— START OF Dataset records —
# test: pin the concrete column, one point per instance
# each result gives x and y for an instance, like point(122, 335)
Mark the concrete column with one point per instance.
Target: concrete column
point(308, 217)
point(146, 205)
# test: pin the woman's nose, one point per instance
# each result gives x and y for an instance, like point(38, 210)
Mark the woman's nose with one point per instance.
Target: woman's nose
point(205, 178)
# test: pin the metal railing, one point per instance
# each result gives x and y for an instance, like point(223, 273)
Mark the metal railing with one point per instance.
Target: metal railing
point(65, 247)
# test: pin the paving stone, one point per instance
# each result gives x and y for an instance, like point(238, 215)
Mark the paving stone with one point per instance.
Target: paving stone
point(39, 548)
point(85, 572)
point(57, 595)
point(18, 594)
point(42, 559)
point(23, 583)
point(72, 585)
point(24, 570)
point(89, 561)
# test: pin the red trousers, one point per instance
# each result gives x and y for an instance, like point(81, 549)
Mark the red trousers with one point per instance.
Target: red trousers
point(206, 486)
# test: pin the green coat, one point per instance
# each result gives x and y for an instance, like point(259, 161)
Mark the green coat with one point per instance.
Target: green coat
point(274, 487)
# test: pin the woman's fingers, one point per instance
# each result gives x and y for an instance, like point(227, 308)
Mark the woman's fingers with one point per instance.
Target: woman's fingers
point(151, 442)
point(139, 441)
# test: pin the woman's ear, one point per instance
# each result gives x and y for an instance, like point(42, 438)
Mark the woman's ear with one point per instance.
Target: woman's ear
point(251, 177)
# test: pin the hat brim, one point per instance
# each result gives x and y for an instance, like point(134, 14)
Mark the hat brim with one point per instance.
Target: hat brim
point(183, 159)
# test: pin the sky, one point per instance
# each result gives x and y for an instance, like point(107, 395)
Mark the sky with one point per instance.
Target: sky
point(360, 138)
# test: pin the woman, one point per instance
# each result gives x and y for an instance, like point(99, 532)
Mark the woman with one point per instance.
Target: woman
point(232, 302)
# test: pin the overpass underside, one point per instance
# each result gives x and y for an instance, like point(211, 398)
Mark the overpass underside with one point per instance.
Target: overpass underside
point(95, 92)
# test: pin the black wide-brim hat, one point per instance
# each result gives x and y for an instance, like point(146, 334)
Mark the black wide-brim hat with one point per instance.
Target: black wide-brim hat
— END OF Dataset records —
▶ **Your objective**: Give the lines from the one containing "# test: pin the woman, one point per instance" through the end of the records as a JSON list of strings, one string per line, leaving out blank lines.

▶ **Output for this exercise**:
[
  "# test: pin the woman, one point per instance",
  "# each result gives x and y for an instance, like point(99, 532)",
  "Mark the woman with one point per instance.",
  "Target: woman",
  "point(232, 302)",
  "# test: pin the overpass underside, one point per instance",
  "# each result gives x and y for an instance, like point(211, 398)",
  "Mark the overpass underside with one point per instance.",
  "Target: overpass underside",
  "point(95, 92)",
  "# test: pin the black wide-brim hat, one point per instance",
  "# each result gives x and y for an instance, like point(146, 334)",
  "Mark the black wide-brim hat with one point per instance.",
  "Target: black wide-brim hat"
]